▶ Exercises to complete
1. In the passage on Einstein's rise to fame, condense the paragraph beginning "The romance of the expedition" into a shorter version that keeps its main facts.
2. Carry the passage on Einstein's sudden fame forward from its final sentence.

▶ Document text
..........
The press, however, recognized a great story when it saw one. The day after the announcement of the result, a headline in the Times of London shouted: “Revolution In Science; New Theory Of The Universe; Newtonian Ideas Overthrown.”
The romance of the expedition and its decisive outcome, the novelty of the theory, and the power of a feel-good narrative after the horror of the Great War, propelled the message around the world. Einstein became iconic overnight. It didn’t matter, as the New York Times noted, that relativity did “not personally concern ordinary human beings.” In fact, a majority of people, then as now, didn’t understand it and didn’t particularly care.
Nevertheless, wrote noted historian Paul Johnson: “The modern world began on 29 May 1919 … . It was grasped that absolute time and absolute length had been dethroned … . All at once, nothing seemed certain in the movement of the spheres.”
..........
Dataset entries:
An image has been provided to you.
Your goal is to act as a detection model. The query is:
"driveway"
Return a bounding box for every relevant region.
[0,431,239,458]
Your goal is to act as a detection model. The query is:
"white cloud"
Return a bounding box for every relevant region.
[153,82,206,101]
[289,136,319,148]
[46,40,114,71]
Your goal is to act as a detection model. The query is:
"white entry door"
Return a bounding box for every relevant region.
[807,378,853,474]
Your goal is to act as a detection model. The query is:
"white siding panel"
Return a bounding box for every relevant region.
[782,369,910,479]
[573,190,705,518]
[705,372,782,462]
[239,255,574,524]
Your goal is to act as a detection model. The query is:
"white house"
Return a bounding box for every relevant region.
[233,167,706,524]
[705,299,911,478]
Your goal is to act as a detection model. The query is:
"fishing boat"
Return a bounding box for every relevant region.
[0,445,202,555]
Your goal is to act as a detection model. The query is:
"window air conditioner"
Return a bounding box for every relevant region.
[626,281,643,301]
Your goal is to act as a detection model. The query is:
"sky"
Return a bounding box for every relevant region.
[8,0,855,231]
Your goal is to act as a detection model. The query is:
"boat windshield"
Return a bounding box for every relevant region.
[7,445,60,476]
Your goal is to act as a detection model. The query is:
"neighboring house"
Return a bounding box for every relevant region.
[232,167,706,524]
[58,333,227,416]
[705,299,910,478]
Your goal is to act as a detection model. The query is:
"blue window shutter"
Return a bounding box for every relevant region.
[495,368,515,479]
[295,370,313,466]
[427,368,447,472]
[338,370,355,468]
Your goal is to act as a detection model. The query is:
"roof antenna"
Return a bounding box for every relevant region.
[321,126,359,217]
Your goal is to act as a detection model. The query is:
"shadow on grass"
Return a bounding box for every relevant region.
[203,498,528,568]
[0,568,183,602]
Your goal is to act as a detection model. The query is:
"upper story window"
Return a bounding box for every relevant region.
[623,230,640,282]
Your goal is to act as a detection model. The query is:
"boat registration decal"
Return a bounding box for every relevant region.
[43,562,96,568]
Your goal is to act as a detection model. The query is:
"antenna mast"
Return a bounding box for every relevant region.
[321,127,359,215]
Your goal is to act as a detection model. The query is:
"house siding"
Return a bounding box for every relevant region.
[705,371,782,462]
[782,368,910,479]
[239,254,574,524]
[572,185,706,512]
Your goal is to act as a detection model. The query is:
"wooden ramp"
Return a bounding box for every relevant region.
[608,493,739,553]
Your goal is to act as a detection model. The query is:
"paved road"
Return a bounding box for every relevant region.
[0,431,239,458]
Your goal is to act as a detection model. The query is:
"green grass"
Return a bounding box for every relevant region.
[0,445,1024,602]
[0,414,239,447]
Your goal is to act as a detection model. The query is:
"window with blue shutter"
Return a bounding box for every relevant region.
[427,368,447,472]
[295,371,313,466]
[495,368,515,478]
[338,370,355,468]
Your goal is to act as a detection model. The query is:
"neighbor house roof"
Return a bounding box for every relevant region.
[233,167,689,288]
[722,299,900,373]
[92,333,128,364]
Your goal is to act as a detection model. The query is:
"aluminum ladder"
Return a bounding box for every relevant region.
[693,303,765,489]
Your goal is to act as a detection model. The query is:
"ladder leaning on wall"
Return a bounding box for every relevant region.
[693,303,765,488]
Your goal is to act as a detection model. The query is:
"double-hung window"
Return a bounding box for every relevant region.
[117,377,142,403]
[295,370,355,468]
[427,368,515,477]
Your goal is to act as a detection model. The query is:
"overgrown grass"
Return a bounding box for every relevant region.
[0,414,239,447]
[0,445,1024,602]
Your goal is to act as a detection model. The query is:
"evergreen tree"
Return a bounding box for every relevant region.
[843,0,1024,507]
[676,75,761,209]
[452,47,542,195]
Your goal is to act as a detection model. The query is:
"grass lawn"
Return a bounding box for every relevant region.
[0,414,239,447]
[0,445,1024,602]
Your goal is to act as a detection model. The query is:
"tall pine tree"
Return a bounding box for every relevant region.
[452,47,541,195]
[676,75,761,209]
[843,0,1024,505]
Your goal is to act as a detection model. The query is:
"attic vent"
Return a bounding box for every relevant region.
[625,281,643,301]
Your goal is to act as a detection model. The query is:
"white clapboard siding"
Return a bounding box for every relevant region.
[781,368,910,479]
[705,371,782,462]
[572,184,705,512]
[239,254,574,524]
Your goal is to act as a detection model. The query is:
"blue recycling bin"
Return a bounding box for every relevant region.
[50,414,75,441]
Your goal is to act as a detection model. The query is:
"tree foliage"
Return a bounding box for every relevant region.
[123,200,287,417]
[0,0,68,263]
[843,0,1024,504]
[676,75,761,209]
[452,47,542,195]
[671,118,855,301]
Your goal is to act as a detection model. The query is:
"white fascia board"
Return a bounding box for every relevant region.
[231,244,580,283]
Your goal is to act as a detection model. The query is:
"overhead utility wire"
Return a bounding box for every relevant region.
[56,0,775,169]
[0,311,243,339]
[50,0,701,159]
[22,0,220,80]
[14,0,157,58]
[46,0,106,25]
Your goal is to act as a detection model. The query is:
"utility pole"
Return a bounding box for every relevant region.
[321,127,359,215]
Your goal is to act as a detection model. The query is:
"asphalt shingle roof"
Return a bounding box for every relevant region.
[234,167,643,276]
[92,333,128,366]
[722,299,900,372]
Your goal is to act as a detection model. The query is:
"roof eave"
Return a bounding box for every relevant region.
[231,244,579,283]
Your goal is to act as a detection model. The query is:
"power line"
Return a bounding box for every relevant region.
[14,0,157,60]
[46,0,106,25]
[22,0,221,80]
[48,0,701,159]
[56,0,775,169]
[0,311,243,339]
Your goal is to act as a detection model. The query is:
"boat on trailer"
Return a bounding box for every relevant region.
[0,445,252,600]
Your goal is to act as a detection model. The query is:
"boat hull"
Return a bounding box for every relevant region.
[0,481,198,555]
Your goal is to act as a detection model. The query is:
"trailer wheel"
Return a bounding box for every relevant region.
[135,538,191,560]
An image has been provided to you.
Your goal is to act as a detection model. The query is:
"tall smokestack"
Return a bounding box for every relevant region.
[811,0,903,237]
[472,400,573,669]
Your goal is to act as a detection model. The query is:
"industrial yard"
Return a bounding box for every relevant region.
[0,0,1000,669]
..........
▶ Task-by-task outputs
1. The expedition's romance and clear result, the theory's novelty, and the appeal of an uplifting story after the Great War carried the news worldwide and made Einstein famous overnight. As the New York Times observed, relativity did not personally concern ordinary people, and most, then as now, neither understood it nor much cared.

2.
Johnson argued that in the 1920s the notion percolated into popular consciousness that there were no absolutes, not only in astrophysics, but in all of nature and experience.
“Mistakenly, but perhaps inevitably,” wrote Johnson, “relativity became confused with relativism.” In the disheartening wake of the Great War, had physics further eroded innocence?
The point is that ideas, no matter how apparently rarefied, are ascendant, projecting a force of their own. Einstein struggled to mitigate misapplications of his work, just as Darwin had done with his theory of natural selection. In the latter case, misguided and/or cynical interpretations of “survival of the fittest” (not a phrase that originated with Darwin), eventually helped fuel ideas that led to the Holocaust.
In these two instances confusion might have been an issue of scale. Relativity, like natural selection, deals with phenomena that are not readily perceived in the workaday world. The curvature of space-time and the chemistry of DNA are beyond the range of our natural senses. Yet we have an urge to invest knowledge with meaning — for us, not just for scientists. After all, why bother to know if knowing has no impact?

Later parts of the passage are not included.